▶ _Task goal_
Will you restate verbatim the lines running from the line with "# segment the asphalt ground" to the end of the data, leaving out everything else?

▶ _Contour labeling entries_
####################

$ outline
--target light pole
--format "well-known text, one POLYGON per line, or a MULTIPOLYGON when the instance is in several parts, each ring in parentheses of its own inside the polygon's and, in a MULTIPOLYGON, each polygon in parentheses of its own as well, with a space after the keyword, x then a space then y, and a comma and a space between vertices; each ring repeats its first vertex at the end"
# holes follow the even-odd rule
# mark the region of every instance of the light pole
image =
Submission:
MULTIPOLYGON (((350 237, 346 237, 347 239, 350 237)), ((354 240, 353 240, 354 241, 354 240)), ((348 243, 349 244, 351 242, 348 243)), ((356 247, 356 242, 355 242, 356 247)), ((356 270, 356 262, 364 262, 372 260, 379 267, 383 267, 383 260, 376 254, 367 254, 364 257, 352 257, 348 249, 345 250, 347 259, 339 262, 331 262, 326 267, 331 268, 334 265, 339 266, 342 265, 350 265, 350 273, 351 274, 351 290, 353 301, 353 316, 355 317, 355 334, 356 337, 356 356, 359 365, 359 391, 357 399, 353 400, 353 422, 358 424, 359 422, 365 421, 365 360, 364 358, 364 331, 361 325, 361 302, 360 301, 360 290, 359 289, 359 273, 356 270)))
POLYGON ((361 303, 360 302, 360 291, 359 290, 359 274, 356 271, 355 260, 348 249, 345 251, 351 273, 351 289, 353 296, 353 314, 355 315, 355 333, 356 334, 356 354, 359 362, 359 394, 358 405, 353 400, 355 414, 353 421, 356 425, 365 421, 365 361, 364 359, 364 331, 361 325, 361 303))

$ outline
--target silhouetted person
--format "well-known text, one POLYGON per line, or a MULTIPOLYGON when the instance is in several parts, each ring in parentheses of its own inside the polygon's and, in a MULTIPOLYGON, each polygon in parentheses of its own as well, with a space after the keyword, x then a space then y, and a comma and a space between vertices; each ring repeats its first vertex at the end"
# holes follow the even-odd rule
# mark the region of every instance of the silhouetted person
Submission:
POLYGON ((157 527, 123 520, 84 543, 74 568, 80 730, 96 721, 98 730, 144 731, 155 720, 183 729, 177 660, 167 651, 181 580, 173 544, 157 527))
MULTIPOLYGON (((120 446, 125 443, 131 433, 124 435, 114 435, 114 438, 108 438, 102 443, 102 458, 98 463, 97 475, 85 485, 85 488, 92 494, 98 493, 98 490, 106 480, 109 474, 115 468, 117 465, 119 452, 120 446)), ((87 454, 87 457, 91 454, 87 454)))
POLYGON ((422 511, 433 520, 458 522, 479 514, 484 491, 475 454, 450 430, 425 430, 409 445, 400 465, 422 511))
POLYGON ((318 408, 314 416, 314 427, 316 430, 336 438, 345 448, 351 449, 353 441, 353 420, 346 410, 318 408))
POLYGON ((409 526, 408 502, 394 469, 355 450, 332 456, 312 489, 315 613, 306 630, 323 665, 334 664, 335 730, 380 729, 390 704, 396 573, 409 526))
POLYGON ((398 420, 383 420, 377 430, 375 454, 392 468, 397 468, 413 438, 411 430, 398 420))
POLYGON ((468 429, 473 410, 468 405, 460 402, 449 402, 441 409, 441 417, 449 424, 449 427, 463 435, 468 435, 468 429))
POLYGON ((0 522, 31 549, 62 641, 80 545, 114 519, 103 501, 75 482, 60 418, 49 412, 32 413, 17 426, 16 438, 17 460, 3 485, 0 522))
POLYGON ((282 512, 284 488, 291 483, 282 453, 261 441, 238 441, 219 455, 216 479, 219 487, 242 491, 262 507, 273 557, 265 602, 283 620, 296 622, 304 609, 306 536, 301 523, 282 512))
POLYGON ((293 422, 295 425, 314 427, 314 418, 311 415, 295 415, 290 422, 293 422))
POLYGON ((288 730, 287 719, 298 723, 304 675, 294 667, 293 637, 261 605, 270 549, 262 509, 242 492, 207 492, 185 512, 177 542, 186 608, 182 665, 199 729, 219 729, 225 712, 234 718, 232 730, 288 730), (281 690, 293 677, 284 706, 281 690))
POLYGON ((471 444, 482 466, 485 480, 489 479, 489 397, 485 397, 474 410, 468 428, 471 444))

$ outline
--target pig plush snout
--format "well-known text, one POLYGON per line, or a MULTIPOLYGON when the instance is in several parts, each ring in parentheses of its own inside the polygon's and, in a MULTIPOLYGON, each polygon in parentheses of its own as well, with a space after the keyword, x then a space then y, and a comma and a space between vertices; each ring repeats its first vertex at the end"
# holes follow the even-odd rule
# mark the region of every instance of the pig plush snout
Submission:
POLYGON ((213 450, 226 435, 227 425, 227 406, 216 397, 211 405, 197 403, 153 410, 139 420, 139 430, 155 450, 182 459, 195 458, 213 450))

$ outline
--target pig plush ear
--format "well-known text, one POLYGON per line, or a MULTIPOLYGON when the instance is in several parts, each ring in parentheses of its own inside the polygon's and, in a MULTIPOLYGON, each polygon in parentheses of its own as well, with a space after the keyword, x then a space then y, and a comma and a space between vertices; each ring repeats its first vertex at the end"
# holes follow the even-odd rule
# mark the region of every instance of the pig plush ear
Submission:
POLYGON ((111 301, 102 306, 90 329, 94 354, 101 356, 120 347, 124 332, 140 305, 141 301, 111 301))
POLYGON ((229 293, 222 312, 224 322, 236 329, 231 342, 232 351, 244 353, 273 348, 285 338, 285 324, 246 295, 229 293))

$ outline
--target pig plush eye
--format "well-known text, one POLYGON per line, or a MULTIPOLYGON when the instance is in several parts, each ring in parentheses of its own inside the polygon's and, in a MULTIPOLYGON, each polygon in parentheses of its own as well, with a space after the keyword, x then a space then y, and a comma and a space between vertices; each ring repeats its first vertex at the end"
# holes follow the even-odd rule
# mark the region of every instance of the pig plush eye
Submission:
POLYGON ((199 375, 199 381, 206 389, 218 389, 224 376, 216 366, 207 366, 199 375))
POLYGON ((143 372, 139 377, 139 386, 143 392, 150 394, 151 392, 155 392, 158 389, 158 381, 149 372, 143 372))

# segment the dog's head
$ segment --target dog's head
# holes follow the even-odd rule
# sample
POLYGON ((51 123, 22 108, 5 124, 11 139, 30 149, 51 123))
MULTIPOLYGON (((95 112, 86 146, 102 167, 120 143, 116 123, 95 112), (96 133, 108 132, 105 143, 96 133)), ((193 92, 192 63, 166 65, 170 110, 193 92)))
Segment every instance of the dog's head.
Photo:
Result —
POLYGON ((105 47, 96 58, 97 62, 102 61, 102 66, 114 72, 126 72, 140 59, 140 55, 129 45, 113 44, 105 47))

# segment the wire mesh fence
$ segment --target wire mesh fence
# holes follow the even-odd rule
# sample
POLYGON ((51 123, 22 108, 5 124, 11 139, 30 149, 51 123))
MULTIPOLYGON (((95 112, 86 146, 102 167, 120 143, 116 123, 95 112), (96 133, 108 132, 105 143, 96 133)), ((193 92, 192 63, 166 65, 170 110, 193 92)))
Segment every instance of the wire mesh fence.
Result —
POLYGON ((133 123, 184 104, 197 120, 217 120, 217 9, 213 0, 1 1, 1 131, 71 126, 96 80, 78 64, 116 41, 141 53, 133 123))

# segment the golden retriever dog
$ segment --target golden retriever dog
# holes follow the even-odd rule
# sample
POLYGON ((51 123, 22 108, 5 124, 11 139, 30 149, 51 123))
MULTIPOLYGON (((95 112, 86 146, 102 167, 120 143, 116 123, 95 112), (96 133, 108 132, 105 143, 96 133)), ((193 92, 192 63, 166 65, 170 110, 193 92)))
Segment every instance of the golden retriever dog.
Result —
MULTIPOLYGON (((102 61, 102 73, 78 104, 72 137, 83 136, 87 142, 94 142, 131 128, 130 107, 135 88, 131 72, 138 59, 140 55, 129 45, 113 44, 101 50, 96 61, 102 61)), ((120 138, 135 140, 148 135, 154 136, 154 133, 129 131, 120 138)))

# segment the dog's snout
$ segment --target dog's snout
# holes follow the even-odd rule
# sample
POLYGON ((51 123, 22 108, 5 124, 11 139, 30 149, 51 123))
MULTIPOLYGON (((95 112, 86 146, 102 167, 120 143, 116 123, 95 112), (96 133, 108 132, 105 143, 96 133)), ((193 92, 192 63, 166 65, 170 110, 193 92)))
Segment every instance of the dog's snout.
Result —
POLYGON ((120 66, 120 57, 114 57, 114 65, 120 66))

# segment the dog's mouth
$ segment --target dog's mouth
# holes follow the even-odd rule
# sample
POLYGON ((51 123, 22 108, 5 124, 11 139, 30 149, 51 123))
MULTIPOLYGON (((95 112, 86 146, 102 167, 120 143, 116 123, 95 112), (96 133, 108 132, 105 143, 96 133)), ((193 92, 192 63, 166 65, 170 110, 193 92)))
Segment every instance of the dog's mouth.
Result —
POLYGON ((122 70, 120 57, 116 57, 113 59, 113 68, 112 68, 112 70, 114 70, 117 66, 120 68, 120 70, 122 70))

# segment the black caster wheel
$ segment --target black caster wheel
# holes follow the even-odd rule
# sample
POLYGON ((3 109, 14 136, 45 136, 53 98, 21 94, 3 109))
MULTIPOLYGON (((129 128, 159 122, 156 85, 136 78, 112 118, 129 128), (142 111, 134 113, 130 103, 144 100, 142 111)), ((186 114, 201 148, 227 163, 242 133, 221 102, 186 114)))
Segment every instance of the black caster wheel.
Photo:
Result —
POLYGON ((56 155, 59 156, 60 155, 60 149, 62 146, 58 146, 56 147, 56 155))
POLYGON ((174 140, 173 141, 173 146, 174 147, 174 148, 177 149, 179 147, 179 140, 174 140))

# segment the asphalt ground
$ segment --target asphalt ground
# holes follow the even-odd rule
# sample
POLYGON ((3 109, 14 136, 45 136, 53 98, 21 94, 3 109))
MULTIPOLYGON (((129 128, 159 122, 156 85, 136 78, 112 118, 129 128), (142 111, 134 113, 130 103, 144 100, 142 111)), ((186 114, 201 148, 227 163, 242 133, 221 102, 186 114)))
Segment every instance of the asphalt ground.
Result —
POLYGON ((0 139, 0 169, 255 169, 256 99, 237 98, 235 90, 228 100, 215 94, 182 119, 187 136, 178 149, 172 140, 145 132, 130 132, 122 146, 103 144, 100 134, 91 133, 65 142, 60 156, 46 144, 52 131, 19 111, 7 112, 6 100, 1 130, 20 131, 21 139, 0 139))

####################

▶ _Task result_
# segment the asphalt ground
$ segment --target asphalt ground
# holes follow the even-odd rule
# sample
POLYGON ((3 109, 14 136, 45 136, 53 98, 21 94, 3 109))
MULTIPOLYGON (((129 128, 159 122, 156 85, 136 78, 112 118, 129 128), (142 111, 134 113, 130 103, 144 100, 142 111)), ((186 114, 201 148, 227 163, 242 133, 221 102, 186 114)))
Segment every instance of the asphalt ground.
Result —
POLYGON ((0 139, 0 169, 255 169, 256 99, 237 98, 235 90, 228 100, 215 94, 182 119, 187 136, 178 149, 172 140, 145 132, 130 132, 122 146, 103 144, 100 134, 91 133, 65 142, 60 156, 46 144, 52 131, 19 111, 7 112, 6 100, 1 130, 20 131, 21 139, 0 139))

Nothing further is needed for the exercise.